TASK DIRECTIONS >> Say how many lines of the data contain "below", and nothing more.

Saved data entries:
○ ○ ○ ○ ○ ○ ○

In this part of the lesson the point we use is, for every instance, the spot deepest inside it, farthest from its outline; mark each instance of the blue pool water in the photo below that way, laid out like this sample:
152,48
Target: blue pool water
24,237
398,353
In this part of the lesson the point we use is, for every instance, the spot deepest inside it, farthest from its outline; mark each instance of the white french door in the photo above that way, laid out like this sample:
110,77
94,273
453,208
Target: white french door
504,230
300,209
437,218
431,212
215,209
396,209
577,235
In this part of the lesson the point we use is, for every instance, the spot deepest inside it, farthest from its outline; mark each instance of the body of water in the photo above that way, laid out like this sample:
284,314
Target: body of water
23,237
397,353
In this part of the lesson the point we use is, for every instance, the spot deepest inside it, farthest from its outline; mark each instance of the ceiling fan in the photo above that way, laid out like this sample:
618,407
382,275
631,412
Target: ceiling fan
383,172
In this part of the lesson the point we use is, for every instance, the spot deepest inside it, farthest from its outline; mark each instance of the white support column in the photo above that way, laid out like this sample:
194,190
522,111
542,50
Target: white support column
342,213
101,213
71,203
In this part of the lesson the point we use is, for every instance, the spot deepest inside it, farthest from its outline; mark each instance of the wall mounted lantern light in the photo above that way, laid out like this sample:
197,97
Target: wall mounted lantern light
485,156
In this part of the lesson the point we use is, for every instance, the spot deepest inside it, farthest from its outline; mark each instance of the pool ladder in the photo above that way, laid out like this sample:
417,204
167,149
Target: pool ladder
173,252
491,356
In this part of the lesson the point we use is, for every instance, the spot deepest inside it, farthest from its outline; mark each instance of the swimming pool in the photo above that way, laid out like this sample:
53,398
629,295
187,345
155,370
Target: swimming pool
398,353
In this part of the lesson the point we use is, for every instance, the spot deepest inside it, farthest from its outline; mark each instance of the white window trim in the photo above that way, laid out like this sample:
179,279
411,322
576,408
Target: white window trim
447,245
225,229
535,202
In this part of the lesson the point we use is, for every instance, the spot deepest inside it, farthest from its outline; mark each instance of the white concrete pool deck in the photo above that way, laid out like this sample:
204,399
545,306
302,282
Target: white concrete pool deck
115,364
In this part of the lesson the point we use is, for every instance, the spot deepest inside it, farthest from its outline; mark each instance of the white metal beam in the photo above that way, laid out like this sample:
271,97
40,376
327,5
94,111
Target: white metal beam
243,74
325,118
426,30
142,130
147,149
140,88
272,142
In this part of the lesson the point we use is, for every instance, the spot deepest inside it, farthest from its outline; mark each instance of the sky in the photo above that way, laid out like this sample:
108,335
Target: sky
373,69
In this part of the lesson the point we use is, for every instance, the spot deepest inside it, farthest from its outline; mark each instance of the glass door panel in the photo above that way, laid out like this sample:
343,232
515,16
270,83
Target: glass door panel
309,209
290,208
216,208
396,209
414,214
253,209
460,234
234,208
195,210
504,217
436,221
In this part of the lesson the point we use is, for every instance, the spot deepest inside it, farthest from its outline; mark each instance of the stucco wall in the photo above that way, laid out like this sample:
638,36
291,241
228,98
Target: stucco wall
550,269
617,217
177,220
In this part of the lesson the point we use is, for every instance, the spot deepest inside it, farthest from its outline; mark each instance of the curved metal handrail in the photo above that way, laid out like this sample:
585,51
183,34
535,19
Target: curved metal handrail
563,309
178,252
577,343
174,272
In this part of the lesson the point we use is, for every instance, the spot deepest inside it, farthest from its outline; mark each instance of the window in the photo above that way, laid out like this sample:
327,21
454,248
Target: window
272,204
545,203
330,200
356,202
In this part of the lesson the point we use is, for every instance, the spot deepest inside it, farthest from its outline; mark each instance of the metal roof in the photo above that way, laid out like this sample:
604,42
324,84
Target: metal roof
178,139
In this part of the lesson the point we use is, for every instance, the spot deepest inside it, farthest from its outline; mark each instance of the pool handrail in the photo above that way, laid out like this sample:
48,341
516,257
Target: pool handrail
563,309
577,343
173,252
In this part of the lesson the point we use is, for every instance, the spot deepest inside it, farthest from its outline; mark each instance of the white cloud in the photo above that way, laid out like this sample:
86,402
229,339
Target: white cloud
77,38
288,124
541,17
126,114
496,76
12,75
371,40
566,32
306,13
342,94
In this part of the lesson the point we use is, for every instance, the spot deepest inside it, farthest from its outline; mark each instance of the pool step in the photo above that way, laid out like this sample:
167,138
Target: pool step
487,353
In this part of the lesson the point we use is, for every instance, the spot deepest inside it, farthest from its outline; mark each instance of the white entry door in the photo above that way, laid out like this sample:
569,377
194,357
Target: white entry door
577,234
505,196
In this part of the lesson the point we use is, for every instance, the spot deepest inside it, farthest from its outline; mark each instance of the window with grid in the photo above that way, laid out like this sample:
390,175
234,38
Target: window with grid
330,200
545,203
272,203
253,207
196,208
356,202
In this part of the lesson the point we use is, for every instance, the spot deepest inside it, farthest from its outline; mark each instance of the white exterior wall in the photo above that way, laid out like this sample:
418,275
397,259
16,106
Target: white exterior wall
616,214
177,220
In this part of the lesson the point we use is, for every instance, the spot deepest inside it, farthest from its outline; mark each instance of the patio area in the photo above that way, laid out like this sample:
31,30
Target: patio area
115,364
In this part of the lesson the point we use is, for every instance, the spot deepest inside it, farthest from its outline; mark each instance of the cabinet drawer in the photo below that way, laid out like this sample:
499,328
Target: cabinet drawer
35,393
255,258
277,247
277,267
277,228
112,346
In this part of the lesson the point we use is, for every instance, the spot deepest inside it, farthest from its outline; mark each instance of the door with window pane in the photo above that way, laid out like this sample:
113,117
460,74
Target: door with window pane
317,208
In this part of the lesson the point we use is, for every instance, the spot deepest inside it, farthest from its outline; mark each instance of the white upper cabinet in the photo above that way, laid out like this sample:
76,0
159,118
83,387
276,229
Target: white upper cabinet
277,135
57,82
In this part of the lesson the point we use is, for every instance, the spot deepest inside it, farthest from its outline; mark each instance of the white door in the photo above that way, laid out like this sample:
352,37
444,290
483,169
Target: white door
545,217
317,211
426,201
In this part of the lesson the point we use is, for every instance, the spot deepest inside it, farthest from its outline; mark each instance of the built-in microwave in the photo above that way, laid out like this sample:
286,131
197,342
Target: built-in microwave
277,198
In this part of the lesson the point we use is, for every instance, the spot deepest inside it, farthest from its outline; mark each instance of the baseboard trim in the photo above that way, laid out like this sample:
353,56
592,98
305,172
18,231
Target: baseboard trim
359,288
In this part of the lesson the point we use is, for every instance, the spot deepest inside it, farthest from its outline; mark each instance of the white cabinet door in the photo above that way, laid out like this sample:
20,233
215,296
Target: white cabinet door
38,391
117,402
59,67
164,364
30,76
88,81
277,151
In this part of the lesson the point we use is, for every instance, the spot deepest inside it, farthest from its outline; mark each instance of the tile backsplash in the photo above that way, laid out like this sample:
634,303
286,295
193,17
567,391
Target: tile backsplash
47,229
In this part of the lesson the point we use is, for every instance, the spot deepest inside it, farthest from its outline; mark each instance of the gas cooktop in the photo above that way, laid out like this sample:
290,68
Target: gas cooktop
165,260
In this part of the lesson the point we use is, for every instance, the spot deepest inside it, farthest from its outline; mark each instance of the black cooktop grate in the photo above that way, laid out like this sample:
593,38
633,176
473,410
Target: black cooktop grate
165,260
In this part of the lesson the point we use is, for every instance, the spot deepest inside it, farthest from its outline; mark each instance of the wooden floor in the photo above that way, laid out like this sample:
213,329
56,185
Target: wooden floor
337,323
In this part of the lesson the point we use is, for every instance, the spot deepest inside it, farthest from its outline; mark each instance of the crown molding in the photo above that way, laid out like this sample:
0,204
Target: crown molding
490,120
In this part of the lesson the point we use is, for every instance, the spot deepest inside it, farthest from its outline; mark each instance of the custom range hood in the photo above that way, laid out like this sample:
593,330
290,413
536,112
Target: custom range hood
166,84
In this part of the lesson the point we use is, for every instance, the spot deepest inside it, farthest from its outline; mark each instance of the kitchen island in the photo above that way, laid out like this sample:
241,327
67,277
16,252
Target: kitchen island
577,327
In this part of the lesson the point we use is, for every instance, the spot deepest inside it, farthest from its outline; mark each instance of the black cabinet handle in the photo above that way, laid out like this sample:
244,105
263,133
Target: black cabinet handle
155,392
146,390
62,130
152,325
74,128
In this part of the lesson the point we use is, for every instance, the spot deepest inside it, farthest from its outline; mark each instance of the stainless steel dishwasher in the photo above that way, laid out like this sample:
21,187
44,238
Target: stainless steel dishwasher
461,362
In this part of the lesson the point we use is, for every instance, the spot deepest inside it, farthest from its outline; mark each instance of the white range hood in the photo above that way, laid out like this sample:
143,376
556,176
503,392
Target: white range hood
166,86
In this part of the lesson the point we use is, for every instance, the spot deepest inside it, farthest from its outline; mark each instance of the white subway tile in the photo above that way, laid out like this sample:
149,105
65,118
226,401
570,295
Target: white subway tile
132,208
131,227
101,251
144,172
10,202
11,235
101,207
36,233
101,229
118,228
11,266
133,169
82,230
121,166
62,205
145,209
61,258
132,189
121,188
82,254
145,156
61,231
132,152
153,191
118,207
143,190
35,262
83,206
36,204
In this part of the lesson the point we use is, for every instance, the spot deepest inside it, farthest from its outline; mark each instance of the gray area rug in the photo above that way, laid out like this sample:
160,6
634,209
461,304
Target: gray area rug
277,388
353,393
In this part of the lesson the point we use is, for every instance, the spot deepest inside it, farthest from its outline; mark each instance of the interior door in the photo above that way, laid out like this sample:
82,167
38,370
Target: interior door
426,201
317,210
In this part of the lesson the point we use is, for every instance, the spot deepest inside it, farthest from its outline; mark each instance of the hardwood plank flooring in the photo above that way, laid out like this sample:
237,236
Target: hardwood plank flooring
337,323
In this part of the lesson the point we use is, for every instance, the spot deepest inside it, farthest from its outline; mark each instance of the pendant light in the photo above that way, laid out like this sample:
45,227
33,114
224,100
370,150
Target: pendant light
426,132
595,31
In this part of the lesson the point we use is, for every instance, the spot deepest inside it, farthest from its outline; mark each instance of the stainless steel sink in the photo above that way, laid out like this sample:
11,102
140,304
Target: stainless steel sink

○ ○ ○ ○ ○ ○ ○

RESULT >> 2